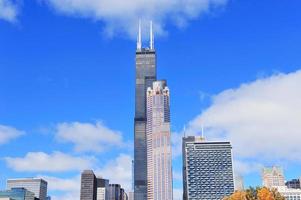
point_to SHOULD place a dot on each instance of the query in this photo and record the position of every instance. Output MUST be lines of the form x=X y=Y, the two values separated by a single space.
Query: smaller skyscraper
x=102 y=189
x=207 y=169
x=17 y=194
x=294 y=184
x=36 y=185
x=238 y=183
x=273 y=177
x=114 y=192
x=88 y=190
x=159 y=170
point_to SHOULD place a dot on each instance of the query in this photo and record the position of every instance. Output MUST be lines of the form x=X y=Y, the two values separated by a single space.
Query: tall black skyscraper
x=146 y=74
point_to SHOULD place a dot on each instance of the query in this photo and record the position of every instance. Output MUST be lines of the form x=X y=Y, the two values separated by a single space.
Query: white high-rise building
x=273 y=177
x=159 y=170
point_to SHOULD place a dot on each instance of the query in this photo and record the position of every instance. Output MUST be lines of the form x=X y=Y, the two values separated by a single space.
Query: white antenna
x=139 y=44
x=151 y=36
x=202 y=130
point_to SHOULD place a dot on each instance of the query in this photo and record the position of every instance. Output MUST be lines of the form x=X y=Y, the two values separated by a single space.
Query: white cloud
x=8 y=10
x=8 y=133
x=118 y=171
x=121 y=16
x=55 y=162
x=262 y=119
x=69 y=188
x=89 y=137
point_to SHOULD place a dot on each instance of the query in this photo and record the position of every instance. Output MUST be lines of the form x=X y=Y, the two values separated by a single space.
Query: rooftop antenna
x=202 y=130
x=151 y=36
x=139 y=44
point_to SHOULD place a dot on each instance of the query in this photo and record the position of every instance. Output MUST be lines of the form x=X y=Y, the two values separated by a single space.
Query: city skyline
x=67 y=86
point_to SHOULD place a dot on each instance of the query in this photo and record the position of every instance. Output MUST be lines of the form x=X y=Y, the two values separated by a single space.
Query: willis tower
x=146 y=74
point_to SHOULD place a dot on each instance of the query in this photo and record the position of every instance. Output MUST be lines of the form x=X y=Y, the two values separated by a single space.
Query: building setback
x=207 y=169
x=273 y=177
x=88 y=190
x=36 y=185
x=146 y=74
x=159 y=170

**What you have to do**
All of the records should be output exactly as they stand, with pictures omitted.

**Response to the exercise**
point_to SHOULD place a dot on each instance of the query in this photo and record the position of every instance. Output MUST be lines of the form x=X y=Y, the two values separated by a single space.
Query: smaller skyscraper
x=102 y=189
x=207 y=169
x=17 y=194
x=294 y=184
x=36 y=185
x=238 y=183
x=273 y=177
x=114 y=192
x=88 y=190
x=159 y=170
point_to SHOULD place a dot on each instance of the query in this photo and record the position of every instance. Output MUST be lines of the form x=X y=Y, the two values separated by a single space.
Query: tall black skyscraper
x=146 y=74
point_to SHOULD place a dot on each instance of the query in this photo and record the position of every instance. Output MUST be lines of the form x=X y=Y, the two values separated by a single space.
Query: white high-rise building
x=273 y=177
x=159 y=170
point_to SHOULD place a dot on each instance of the query in this photo and record the position of every instance. Output MUST be lines of the form x=X y=Y, the two values separated by a single space.
Query: white antenna
x=139 y=44
x=151 y=36
x=202 y=130
point_to SHOULD place a dot on each instance of the query in this photo and record the position of every instance. Output MUST be lines of the form x=X y=Y, the two values separated by a single space.
Query: white cloud
x=8 y=10
x=8 y=133
x=118 y=171
x=121 y=16
x=55 y=162
x=262 y=119
x=69 y=188
x=89 y=137
point_to SHOULD place a dot on each instance of the query in this photo and record the position of every instance. Output MUST be lines of the form x=X y=Y, the two values separated by a single space.
Query: rooftop antenna
x=202 y=130
x=151 y=36
x=139 y=44
point_to SHOULD place a dot on each instance of the query in this photo and record the position of every instance. Output MUST be lines of the form x=X y=Y, the two values separated by a single space.
Query: city skyline
x=67 y=86
point_to SHOULD place a dot on each instance of the query in this photo and record the position of every instance. Output MUST be lines of the form x=X y=Y, the two values separated by a single space.
Query: willis tower
x=146 y=74
point_to SHOULD place a dot on each instance of the query in this photo and record the position of every instance. Output MUST be lines of the form x=X y=Y, the two values separated by a single space.
Query: building setback
x=207 y=169
x=273 y=177
x=88 y=190
x=36 y=185
x=146 y=74
x=159 y=170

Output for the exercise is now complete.